── Provided records ──

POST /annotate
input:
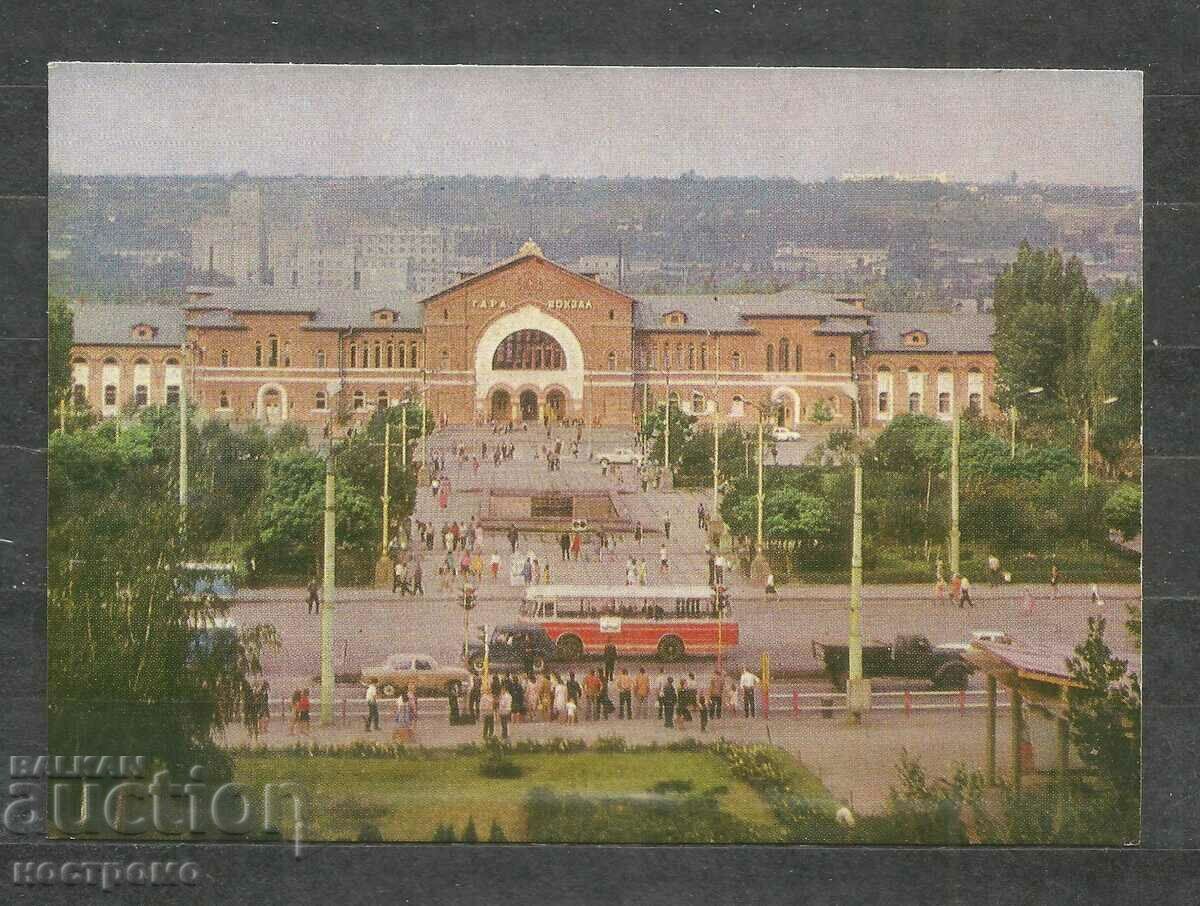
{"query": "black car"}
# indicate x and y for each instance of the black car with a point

───
── Provided records ──

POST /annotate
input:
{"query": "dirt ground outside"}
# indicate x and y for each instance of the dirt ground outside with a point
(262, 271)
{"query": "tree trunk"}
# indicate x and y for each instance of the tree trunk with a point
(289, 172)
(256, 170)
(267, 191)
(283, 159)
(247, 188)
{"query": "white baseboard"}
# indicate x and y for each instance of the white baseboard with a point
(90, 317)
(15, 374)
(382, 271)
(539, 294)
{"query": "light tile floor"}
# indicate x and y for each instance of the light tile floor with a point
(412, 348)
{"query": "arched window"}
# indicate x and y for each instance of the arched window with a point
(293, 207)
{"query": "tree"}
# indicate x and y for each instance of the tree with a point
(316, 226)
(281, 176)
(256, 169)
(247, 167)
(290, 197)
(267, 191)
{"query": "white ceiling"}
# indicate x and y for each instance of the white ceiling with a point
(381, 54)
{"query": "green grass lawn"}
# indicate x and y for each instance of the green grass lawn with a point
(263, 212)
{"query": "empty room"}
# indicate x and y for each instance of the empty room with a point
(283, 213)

───
── Provided records ──

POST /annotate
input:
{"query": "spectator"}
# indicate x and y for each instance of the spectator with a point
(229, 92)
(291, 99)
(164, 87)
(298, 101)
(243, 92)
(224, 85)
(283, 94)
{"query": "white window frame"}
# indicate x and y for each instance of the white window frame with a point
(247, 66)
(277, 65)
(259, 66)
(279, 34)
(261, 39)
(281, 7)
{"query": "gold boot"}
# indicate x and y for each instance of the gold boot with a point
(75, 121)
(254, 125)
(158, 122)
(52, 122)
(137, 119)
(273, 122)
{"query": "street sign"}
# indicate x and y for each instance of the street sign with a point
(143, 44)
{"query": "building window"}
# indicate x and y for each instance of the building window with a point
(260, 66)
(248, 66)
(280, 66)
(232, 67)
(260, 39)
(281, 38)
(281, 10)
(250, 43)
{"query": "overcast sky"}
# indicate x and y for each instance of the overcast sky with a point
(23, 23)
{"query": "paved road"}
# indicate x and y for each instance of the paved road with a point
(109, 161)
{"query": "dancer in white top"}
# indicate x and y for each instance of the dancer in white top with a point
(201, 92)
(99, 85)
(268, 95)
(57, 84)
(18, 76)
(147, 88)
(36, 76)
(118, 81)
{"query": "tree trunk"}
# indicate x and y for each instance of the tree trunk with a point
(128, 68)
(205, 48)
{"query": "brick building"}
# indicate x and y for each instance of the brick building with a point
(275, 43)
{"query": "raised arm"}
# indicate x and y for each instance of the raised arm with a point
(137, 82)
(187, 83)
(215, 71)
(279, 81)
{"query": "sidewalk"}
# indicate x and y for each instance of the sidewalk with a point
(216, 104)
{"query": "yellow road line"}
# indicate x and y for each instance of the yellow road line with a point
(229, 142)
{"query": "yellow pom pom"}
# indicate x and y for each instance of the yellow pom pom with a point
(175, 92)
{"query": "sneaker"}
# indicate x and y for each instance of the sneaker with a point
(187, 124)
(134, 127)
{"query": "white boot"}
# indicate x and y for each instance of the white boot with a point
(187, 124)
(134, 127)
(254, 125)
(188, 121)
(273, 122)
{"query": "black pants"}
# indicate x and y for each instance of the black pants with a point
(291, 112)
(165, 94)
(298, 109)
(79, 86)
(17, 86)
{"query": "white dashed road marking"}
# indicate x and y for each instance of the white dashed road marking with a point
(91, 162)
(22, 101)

───

* Exercise instructions *
Pull out every line of the rows above that contains the string "boot", and copy each one in full.

* Task response *
{"query": "gold boot"}
# indicate x and y for each instance of the gold boot with a point
{"query": "white boot"}
# indicate x and y for each instance of the white boot with a point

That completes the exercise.